[Dataset records]
——

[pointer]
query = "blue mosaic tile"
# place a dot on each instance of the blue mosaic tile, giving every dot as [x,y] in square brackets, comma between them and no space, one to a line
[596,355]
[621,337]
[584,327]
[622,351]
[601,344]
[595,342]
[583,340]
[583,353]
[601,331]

——

(Goal)
Copy out every line of the data above verbatim, keeping each character and line break as it appears.

(Result below)
[pointer]
query = "blue mosaic tile"
# place a dot on each instance of the blue mosaic tile, giving every dot as [x,y] in square brackets, comma between them and no space, one to a line
[596,355]
[621,337]
[584,327]
[622,351]
[601,344]
[595,342]
[583,340]
[583,353]
[601,331]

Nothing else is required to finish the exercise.